- _Texte d'étude_
::::
Chez l’Homme, différents profils à risque

L’incidence mondiale de la leptospirose humaine est estimée à au moins un million de cas graves par an. Dans les pays développés avec des climats tempérés, la leptospirose est considérée comme une maladie rare. En France métropolitaine, on observe une augmentation de l’incidence depuis 2014, avec un nombre de cas qui est passé de 300 à 600-700 personnes par an, soit une incidence d’environ un cas pour 100 000 habitants. L’incidence est 50 à 100 fois plus élevée dans les territoires ultramarins des régions tropicales. Depuis août 2023, la leptospirose est devenue une maladie à déclaration obligatoire en France. Les données d’incidence vont donc probablement évoluer.

Les dernières données disponibles, notamment celles publiées par le centre national de référence (CNR) de la leptospirose (Institut Pasteur de Paris) indiquent que le risque de leptospirose concerne principalement certaines professions, comme les égoutiers, les agriculteurs, les éleveurs et les vétérinaires, mais aussi les personnes pratiquant des activités de loisirs aquatiques de plein air. Le risque de contamination est plus important en été et au début de l’automne, quand les températures sont élevées. La possession d’un chien n’apparaît pas comme un facteur de risque de développer une infection. Une étude américaine a confirmé que chez les vétérinaires et les propriétaires d’un chien malade respectant les mesures d’hygiène, l’infection est très rare. En revanche, la possession de rats semble être un facteur de risque.
::::
- _Données sources_
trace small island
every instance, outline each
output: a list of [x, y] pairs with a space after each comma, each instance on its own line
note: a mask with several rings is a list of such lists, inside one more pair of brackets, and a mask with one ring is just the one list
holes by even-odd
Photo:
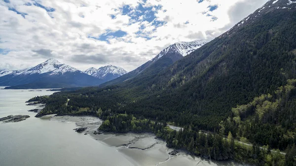
[[0, 121], [3, 123], [18, 122], [26, 120], [30, 118], [29, 115], [9, 115], [6, 117], [0, 118]]

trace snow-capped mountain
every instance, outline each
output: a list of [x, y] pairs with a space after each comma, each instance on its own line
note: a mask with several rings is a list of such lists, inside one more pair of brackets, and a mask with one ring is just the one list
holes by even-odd
[[97, 70], [98, 70], [98, 69], [97, 69], [95, 68], [91, 67], [90, 68], [87, 69], [86, 70], [85, 70], [84, 71], [84, 73], [88, 74], [90, 76], [93, 76], [96, 74]]
[[38, 65], [22, 70], [18, 70], [12, 71], [9, 74], [13, 75], [32, 75], [34, 74], [48, 73], [49, 75], [62, 74], [66, 72], [80, 72], [79, 70], [70, 66], [62, 64], [57, 60], [49, 59]]
[[84, 73], [108, 81], [125, 75], [127, 72], [121, 67], [108, 65], [98, 69], [91, 67], [85, 71]]
[[53, 59], [23, 70], [1, 71], [0, 76], [0, 85], [18, 85], [18, 88], [24, 84], [31, 88], [87, 86], [105, 82]]
[[285, 11], [283, 10], [291, 10], [296, 7], [296, 0], [269, 0], [265, 4], [247, 17], [236, 24], [229, 31], [221, 35], [219, 38], [230, 36], [240, 29], [253, 23], [255, 20], [260, 19], [265, 13], [274, 10], [280, 10], [279, 11]]
[[13, 71], [9, 70], [0, 70], [0, 77], [8, 75], [13, 72]]
[[121, 83], [138, 76], [140, 73], [145, 74], [146, 73], [150, 74], [158, 73], [177, 60], [196, 50], [207, 42], [205, 41], [176, 42], [166, 47], [153, 59], [137, 69], [117, 79], [103, 83], [102, 85]]
[[183, 56], [185, 56], [207, 42], [207, 41], [204, 40], [176, 42], [161, 51], [156, 56], [151, 59], [151, 61], [154, 62], [162, 57], [163, 55], [168, 54], [179, 54]]

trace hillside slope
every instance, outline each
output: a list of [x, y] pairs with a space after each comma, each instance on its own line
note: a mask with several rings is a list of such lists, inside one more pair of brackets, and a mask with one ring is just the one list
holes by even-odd
[[[296, 78], [296, 3], [290, 2], [268, 1], [229, 31], [159, 73], [51, 97], [53, 101], [71, 99], [68, 105], [74, 108], [91, 105], [90, 114], [101, 108], [100, 116], [105, 119], [126, 113], [218, 130], [222, 121], [233, 117], [232, 108], [262, 94], [274, 95], [288, 80]], [[41, 114], [47, 114], [53, 105], [61, 115], [77, 111], [47, 103], [50, 106]], [[289, 116], [290, 122], [296, 121], [295, 114]]]
[[196, 41], [190, 42], [178, 42], [173, 44], [162, 50], [155, 57], [128, 73], [100, 85], [114, 85], [123, 83], [141, 75], [140, 78], [149, 77], [159, 73], [161, 71], [188, 55], [192, 52], [206, 43], [205, 41]]

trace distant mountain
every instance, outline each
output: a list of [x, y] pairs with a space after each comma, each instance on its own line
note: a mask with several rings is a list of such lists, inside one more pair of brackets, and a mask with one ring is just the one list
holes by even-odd
[[[0, 85], [24, 85], [33, 88], [34, 84], [44, 87], [69, 87], [98, 85], [104, 82], [102, 79], [88, 75], [81, 71], [55, 59], [49, 59], [37, 66], [23, 70], [0, 72]], [[63, 84], [65, 84], [64, 86]], [[38, 85], [38, 86], [39, 86]], [[38, 86], [38, 87], [40, 87]]]
[[[176, 42], [166, 47], [154, 58], [134, 70], [117, 79], [104, 83], [101, 85], [104, 86], [119, 83], [134, 78], [140, 73], [142, 73], [143, 75], [158, 73], [174, 62], [200, 48], [207, 42], [207, 41], [203, 40]], [[145, 72], [144, 71], [145, 71]]]
[[98, 69], [91, 67], [85, 71], [84, 73], [107, 82], [125, 75], [127, 72], [121, 67], [108, 65]]
[[4, 76], [12, 73], [12, 70], [0, 70], [0, 77]]

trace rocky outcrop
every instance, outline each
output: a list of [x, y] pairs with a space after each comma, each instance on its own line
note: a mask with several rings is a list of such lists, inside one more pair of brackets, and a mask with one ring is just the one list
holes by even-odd
[[177, 150], [174, 150], [171, 152], [169, 153], [169, 155], [171, 155], [172, 156], [176, 156], [179, 153], [179, 152]]
[[34, 112], [35, 113], [38, 113], [39, 112], [39, 110], [38, 109], [33, 109], [33, 110], [28, 110], [28, 111], [29, 111], [29, 112]]
[[103, 132], [101, 131], [97, 131], [95, 130], [95, 131], [94, 131], [93, 132], [93, 134], [94, 134], [94, 135], [97, 135], [97, 134], [103, 134]]
[[87, 129], [87, 127], [79, 127], [79, 128], [74, 128], [73, 130], [75, 130], [75, 131], [77, 132], [82, 132], [83, 131], [84, 131], [86, 129]]
[[6, 117], [0, 118], [0, 121], [3, 123], [18, 122], [30, 118], [29, 115], [9, 115]]
[[34, 103], [30, 103], [29, 104], [26, 104], [26, 105], [36, 105], [37, 104], [39, 104], [38, 102], [35, 102]]

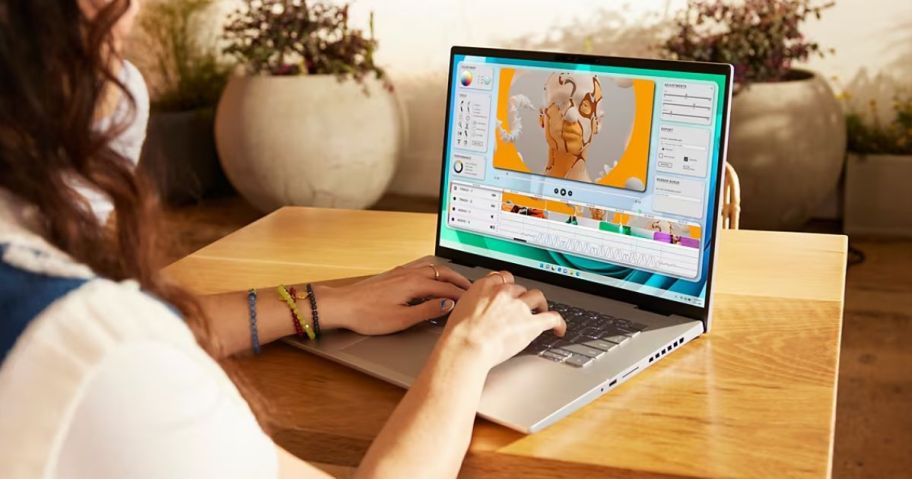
::::
- _À faire_
Rédigez la suite du texte sur la leptospirose humaine, à partir de sa dernière phrase.

- _Réponse_
Une infection humaine généralement asymptomatique

Les bactéries peuvent traverser toutes les muqueuses de l’organisme mais pas la peau saine. En revanche, l’infection est possible si des lésions cutanées, mêmes superficielles, sont présentes. Chez l’Homme, l’incubation est de 5 à 14 jours. La majorité des infections humaines sont asymptomatiques ou paucisymptomatiques. Dans les formes cliniques classiques, la leptospirose ressemble à un syndrome grippal, avec une forte fièvre, des céphalées et des myalgies. La forme la plus grave, appelée syndrome de Weil, combine une insuffisance rénale aiguë, une atteinte neurologique (convulsions, voire coma) et des hémorragies. C’est cette forme qui est potentiellement mortelle. Le taux de létalité est de 5 à 10 %.

En France, il existe un vaccin humain, qui cible uniquement le sérogroupe Icterohaemorrhagiae, dont le principal réservoir est le rat. Il est proposé aux personnes ayant une profession à haut risque (égoutiers, éboueurs, éleveurs et agriculteurs). Les vétérinaires ne sont pas inclus dans la liste des professionnels concernés par cette vaccination.

Règles d’hygiène et vaccination

Vétérinaire reste toutefois une profession à risque et les mesures sanitaires doivent être respectées lors de la manipulation d’animaux infectés. Le vétérinaire doit également informer les propriétaires des mesures d’hygiène à mettre en place, en particulier pour les détenteurs de rongeurs de compagnie.

Chez le chien, pour prévenir la maladie et limiter les risques d’excrétion urinaire, la vaccination reste la seule solution. Elle est considérée comme essentielle. La vaccination concerne tous les chiens, quel que soit leur mode de vie, même s’ils n’ont pas accès à des zones humides et ne se baignent pas. Il n’y a pas de vaccin disponible pour les chats et les rongeurs.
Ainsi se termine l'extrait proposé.